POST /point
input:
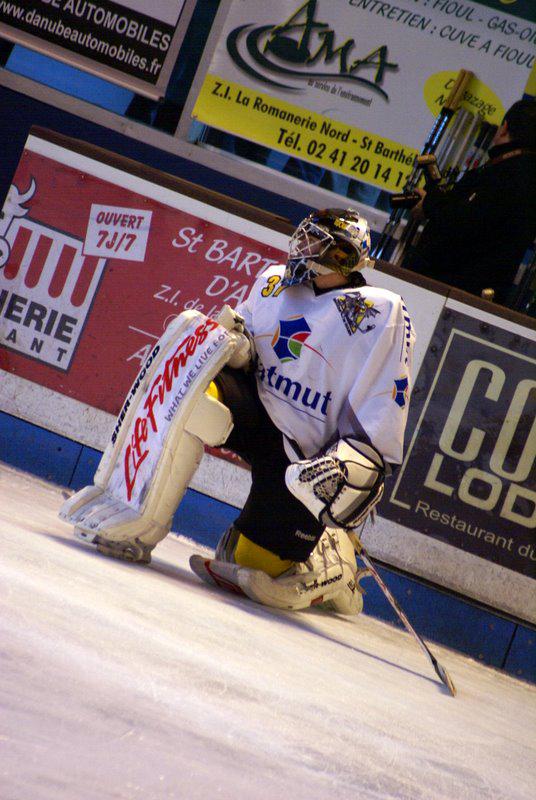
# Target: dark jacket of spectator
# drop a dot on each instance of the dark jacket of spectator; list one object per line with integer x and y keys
{"x": 478, "y": 231}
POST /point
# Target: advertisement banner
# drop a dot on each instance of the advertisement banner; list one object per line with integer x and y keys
{"x": 355, "y": 85}
{"x": 96, "y": 262}
{"x": 123, "y": 38}
{"x": 468, "y": 477}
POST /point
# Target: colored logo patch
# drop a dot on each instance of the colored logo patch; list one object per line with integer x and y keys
{"x": 289, "y": 338}
{"x": 355, "y": 311}
{"x": 400, "y": 392}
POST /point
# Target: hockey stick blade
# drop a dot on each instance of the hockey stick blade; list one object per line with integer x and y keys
{"x": 439, "y": 669}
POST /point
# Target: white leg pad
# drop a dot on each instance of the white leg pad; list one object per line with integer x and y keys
{"x": 157, "y": 442}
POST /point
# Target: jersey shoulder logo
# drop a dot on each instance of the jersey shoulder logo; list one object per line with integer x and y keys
{"x": 356, "y": 312}
{"x": 289, "y": 338}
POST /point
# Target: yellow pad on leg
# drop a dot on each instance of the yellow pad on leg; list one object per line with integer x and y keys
{"x": 249, "y": 554}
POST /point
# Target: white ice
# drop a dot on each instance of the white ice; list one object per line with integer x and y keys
{"x": 121, "y": 682}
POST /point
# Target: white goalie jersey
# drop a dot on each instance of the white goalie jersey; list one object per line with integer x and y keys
{"x": 331, "y": 364}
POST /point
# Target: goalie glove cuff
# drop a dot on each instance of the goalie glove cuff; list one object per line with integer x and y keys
{"x": 342, "y": 486}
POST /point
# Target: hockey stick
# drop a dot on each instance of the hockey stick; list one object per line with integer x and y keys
{"x": 440, "y": 670}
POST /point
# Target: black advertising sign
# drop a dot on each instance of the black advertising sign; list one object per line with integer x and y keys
{"x": 469, "y": 477}
{"x": 123, "y": 38}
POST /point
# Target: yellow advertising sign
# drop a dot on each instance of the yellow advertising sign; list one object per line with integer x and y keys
{"x": 304, "y": 134}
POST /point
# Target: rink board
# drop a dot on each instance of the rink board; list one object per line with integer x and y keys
{"x": 465, "y": 470}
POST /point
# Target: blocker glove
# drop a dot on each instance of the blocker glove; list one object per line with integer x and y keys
{"x": 342, "y": 486}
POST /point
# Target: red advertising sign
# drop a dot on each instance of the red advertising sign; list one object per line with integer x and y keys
{"x": 92, "y": 270}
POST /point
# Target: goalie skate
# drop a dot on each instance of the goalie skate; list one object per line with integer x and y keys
{"x": 329, "y": 578}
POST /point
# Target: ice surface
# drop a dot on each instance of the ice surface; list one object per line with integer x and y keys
{"x": 120, "y": 682}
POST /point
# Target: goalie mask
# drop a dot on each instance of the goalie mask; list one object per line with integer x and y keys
{"x": 331, "y": 240}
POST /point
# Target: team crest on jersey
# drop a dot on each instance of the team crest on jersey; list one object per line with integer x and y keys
{"x": 400, "y": 392}
{"x": 290, "y": 337}
{"x": 356, "y": 312}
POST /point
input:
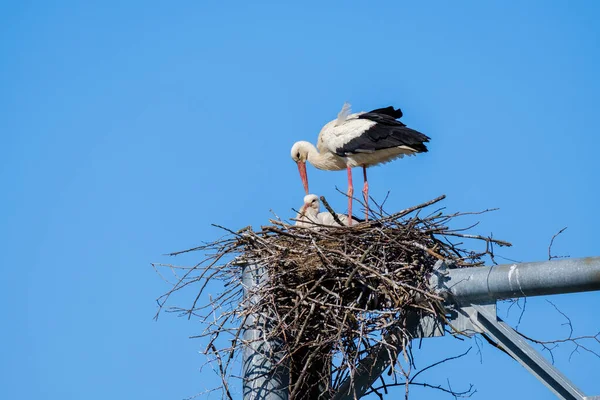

● ● ● ●

*Problem to work on*.
Which lines of the listing above contain the word "mask"? Report each of them in full.

*Response to the task*.
# Target: goalie mask
# drop a dot on each instance of the goalie mask; list one object per line with integer x and y keys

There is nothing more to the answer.